Answer these questions from the album list:
(a) Which album is ranked number 80, and who made it?
(b) Who produced the Kaiser Chiefs album Off With Their Heads?
(c) Who is credited as the producer on Chaos and Creation in the Backyard?

[[ TEXT BLOCK open ]]

85. Rated R—Queens of the Stone Age
84. Songs for the Deaf—Queens of the Stone Age
Dave Grohl brings the thunder, making this the band’s best album by a whisker, despite a relative lack of musical variety.
83. Neon Golden—The Notwist
82. Lungs—Florence & the Machine
81. Gimme Fiction—Spoon
80. Silent Shout—The Knife
Of the many bands who’ve borrowed from ’80s synthpop over the past decade, The Knife has been one of the most original, deploying the genre’s bouncy sounds to cacophonous, menacing effect. And the distancing devices (heavily distorted vocals, raven masks) aren’t just facile alienation effects but function to evoke buried emotions and unspoken thoughts.
79. Hail to the Thief—Radiohead
78. The Unseen—Quasimoto
This stoned underground epic takes hip-hop’s crate-digging aesthetic strain to the next level.
77. Microcastle/Weird Era Cont.—Deerhunter
Evoking classic indie/alternative sources like Sonic Youth and My Bloody Valentine, these twin albums breathed some fresh air into a late-decade indie scene dominated by turgid hipster music.
76. Dead Cities, Red Seas & Lost Ghosts—M83
A consolidation, not a leap forward. But consolidations can be good.
75. Come With Us—The Chemical Brothers
74. Funeral—Arcade Fire
I remain suspicious of this band, but there are some gorgeous songs here to be sure.
73. Sonic Nurse—Sonic Youth
The second half of a productive two-album classic-rock detour with Jim O’Rourke finds the band stretching out comfortably. “The Dead are all right with me,” Thurston confides on “Stones.” As if we hadn’t known all along.
72. Beauty and the Beat—Edan
A sui generis amalgam of hip-hop and psychedelic rock.
71. Room on Fire—The Strokes
70. The Eternal—Sonic Youth
69. Magic—Bruce Springsteen
Channeling the weary-but-hopeful spirit of the ass end of the Bush administration, Magic easily achieves the political relevance that the post-9/11 The Rising audibly strained for.
68. Specialist in All Styles—Orchestra Baobab
67. Gung Ho—Patti Smith
66. Off With Their Heads—Kaiser Chiefs
Producer Mark Ronson provides some much-needed musical context for the band’s sharp-as-ever songwriting on this album, the Kaisers’ third and best to date.
65. Phrazes for the Young—Julian Casablancas
64. Girls Can Tell—Spoon
63. White Blood Cells—The White Stripes
The White Stripes made more-or-less the same album several times over, meaning that whichever one you heard first is probably your favorite.
62. Speakerboxxx/The Love Below—Outkast
Long, sprawling, self-indulgent, but almost never boring. I still think Big Boi’s disc is better, but you’re welcome to disagree.
61. Chaos and Creation in the Backyard—Paul McCartney
Forced to straighten up and fly right by producer Nigel Godrich, McCartney delivers the most disciplined album of his post-Beatles career—and one of the best.

[[ TEXT BLOCK closed ]]
[[ INFORMATION open ]]

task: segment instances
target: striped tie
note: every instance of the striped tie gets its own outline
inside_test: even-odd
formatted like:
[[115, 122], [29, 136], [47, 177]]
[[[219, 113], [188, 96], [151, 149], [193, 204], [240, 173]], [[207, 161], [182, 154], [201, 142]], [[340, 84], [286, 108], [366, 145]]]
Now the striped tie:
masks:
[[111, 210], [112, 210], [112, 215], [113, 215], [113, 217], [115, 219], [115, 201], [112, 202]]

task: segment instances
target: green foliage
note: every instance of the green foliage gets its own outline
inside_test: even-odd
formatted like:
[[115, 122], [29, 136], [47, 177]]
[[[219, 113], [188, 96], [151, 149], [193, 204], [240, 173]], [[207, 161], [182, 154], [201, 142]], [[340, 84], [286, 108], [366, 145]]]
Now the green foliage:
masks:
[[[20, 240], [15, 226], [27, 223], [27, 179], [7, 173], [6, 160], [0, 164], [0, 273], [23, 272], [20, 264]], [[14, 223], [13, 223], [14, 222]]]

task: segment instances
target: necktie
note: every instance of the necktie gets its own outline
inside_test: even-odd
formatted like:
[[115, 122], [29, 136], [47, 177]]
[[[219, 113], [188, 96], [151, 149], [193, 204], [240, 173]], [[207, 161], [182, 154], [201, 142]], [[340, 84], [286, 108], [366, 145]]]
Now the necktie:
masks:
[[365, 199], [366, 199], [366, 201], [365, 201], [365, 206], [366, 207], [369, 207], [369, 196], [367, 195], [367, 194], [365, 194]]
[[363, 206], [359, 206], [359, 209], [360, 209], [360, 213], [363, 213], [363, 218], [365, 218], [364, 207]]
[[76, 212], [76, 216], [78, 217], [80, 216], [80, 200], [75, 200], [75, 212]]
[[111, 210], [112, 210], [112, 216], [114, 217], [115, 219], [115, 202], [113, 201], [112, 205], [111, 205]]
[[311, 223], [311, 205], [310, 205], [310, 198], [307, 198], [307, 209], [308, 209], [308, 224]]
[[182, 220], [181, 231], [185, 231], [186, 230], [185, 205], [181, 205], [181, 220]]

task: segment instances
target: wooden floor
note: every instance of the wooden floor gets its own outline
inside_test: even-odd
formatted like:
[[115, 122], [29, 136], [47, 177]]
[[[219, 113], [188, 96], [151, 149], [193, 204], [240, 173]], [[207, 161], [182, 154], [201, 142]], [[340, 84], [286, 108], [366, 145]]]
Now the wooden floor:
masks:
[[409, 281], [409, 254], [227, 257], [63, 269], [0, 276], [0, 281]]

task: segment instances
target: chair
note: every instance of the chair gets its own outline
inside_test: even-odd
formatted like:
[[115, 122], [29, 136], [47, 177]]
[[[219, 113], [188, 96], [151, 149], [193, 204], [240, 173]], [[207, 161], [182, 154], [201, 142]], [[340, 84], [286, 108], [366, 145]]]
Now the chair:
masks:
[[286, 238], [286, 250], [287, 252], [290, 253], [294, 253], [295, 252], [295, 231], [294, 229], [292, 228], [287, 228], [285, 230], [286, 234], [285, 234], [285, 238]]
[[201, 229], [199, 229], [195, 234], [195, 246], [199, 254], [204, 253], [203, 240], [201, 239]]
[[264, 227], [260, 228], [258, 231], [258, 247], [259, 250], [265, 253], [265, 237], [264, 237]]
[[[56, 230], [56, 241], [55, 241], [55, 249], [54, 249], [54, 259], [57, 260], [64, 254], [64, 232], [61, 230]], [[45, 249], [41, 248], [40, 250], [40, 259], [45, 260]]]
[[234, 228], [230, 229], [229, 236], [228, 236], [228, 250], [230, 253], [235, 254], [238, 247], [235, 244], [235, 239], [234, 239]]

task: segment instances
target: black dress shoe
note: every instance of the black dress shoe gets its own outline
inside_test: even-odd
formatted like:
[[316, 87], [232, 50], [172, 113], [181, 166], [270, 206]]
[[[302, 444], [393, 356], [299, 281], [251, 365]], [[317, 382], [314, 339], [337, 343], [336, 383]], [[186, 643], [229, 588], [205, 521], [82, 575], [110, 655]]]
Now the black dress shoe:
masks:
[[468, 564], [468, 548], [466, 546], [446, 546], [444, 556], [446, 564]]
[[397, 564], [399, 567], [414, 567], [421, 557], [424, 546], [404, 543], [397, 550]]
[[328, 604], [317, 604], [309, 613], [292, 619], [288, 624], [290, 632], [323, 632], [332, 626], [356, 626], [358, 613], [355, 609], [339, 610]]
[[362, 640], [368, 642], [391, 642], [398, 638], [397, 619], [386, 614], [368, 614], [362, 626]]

[[ INFORMATION closed ]]

• [SOLUTION TO THE EXERCISE]:
(a) Silent Shout, by The Knife
(b) Mark Ronson
(c) Nigel Godrich